Exercise: Put the listing below into a two-column CSV with the headers input and output, one row for each listing, holding its text under input and its answer under output. Quote every field and turn line breaks into spaces.

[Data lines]
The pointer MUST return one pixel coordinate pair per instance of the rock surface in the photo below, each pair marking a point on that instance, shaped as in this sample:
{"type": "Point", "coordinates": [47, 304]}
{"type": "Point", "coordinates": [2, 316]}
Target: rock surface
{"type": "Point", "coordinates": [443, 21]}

Exercise answer:
input,output
"The pointer MUST return one pixel coordinate pair per instance of the rock surface in the photo below, each pair marking a point on that instance, shaped as in this sample: {""type"": ""Point"", ""coordinates"": [47, 304]} {""type"": ""Point"", ""coordinates"": [2, 316]} Target: rock surface","{""type"": ""Point"", ""coordinates"": [443, 21]}"